(Part of a data file)
§

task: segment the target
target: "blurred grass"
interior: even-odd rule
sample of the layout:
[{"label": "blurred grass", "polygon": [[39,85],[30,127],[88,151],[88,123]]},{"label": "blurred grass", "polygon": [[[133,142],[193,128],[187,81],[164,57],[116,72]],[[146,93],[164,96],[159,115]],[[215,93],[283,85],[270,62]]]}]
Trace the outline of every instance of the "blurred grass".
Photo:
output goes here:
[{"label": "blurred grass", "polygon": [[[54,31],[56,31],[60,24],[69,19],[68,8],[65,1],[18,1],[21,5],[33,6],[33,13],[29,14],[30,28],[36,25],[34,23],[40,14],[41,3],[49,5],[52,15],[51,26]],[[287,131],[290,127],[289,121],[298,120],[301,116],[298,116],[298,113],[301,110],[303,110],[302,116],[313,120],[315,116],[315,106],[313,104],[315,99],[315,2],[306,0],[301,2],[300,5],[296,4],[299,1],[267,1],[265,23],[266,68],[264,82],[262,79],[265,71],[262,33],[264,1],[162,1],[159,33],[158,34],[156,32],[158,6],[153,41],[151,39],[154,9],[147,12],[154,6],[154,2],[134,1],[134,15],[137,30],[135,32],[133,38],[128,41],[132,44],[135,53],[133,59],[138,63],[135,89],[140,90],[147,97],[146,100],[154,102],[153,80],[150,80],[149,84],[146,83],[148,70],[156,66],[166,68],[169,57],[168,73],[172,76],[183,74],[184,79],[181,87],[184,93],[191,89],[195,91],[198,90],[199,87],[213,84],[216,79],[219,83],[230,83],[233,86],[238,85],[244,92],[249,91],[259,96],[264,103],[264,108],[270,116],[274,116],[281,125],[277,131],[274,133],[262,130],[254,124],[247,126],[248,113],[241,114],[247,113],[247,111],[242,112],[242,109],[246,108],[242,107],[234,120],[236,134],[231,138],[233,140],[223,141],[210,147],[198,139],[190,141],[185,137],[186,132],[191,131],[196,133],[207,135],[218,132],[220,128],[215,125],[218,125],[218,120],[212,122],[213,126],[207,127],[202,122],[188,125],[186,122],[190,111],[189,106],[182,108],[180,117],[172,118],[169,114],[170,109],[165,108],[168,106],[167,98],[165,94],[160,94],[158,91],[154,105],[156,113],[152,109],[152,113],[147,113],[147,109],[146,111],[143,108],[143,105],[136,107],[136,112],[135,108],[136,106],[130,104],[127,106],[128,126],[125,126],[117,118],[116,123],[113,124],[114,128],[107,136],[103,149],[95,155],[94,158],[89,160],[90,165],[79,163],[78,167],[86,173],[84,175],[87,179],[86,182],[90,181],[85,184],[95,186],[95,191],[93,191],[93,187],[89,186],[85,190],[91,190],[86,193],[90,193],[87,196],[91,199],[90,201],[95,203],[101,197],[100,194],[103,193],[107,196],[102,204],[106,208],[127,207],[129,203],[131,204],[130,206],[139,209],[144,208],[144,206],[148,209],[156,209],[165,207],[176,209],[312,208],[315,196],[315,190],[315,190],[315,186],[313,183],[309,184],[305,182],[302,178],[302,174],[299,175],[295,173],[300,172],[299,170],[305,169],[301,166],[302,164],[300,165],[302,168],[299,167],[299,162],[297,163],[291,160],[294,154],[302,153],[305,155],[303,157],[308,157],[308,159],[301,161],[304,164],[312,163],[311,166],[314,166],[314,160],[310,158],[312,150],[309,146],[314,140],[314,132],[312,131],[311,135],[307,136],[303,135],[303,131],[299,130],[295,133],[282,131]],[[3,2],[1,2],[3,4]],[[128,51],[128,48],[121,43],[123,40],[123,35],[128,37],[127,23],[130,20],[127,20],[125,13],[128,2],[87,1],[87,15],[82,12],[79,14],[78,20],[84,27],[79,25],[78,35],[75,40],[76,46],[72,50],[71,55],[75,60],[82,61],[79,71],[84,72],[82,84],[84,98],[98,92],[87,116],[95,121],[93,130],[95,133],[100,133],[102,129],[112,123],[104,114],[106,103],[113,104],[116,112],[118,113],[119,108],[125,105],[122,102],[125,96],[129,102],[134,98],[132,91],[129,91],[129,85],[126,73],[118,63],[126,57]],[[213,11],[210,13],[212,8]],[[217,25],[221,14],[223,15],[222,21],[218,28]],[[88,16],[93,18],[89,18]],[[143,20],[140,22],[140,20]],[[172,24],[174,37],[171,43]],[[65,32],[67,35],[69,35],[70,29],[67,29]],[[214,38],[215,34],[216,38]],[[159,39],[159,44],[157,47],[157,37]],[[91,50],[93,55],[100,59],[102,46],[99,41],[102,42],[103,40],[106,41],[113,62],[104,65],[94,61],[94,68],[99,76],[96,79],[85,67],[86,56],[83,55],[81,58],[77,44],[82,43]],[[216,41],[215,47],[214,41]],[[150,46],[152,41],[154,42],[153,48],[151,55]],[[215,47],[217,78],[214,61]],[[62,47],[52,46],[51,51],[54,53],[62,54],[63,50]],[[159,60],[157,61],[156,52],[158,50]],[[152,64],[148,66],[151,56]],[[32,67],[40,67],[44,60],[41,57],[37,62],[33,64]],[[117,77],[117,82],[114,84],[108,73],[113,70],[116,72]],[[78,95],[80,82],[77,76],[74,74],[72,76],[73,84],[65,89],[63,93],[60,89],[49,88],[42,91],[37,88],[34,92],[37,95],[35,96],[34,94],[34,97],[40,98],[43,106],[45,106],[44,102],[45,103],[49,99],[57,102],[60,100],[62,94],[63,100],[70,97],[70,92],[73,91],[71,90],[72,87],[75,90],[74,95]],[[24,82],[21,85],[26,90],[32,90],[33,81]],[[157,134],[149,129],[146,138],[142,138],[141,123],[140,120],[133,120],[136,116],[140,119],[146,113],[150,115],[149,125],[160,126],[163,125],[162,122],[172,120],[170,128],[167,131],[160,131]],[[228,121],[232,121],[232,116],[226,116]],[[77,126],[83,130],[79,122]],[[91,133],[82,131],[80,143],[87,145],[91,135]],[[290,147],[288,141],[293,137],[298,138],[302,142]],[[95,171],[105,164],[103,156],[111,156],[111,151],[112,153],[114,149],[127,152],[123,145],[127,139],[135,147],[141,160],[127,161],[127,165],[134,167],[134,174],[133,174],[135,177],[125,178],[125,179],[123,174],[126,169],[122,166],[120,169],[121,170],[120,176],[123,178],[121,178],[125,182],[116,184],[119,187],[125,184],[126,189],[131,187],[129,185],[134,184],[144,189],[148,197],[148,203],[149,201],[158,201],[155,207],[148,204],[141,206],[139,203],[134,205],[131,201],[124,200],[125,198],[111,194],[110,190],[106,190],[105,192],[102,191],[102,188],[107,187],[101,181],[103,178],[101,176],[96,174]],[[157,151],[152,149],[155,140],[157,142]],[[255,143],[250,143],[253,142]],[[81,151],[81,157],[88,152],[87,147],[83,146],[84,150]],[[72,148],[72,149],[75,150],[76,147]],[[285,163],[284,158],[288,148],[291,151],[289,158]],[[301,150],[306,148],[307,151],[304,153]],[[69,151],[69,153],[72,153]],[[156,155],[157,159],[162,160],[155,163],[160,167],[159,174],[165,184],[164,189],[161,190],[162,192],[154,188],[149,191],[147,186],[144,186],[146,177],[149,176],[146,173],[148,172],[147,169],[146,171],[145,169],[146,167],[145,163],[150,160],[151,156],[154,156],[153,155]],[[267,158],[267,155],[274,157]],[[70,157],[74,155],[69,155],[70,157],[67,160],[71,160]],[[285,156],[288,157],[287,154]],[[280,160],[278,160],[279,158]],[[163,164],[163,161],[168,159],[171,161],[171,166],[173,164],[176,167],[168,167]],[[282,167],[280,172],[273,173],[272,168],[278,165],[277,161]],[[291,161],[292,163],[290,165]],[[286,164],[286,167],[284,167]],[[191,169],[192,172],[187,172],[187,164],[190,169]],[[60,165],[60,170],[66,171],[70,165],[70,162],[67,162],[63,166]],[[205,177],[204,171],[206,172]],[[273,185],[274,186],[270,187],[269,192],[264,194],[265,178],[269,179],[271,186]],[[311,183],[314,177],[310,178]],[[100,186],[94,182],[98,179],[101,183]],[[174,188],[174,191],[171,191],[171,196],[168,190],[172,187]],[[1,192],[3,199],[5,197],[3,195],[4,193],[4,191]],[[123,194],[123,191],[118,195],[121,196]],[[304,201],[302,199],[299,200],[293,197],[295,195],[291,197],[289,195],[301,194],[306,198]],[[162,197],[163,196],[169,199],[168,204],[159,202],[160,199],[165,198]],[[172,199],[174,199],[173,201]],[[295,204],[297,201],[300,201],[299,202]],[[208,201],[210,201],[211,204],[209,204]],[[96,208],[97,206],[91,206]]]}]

§

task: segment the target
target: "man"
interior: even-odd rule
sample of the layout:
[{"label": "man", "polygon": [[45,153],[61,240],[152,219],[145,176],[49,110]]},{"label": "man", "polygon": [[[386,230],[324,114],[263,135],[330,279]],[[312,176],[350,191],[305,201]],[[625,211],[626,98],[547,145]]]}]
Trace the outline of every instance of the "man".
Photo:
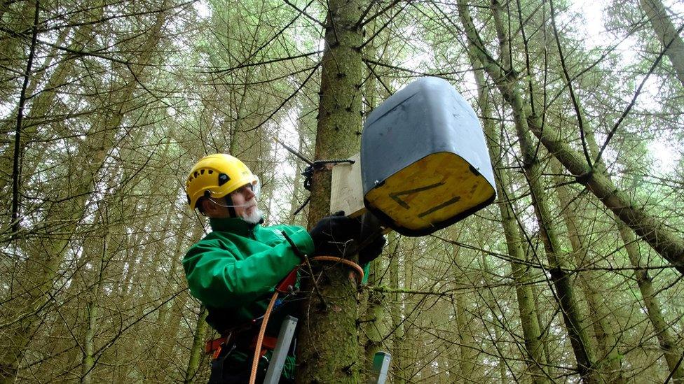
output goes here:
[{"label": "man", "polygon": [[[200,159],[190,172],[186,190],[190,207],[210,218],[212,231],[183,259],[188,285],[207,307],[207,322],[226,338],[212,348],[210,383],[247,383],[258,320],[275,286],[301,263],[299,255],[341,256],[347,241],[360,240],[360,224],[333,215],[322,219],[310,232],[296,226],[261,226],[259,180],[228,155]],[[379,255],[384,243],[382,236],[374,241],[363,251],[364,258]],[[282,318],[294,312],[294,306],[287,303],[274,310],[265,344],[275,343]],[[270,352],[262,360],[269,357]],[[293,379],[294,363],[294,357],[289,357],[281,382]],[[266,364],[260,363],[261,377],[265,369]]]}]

§

### Work instructions
Count the lines above that contain the string "Trace", treating uppercase and lowercase as different, and reply with the number alone.

### Response for this exercise
2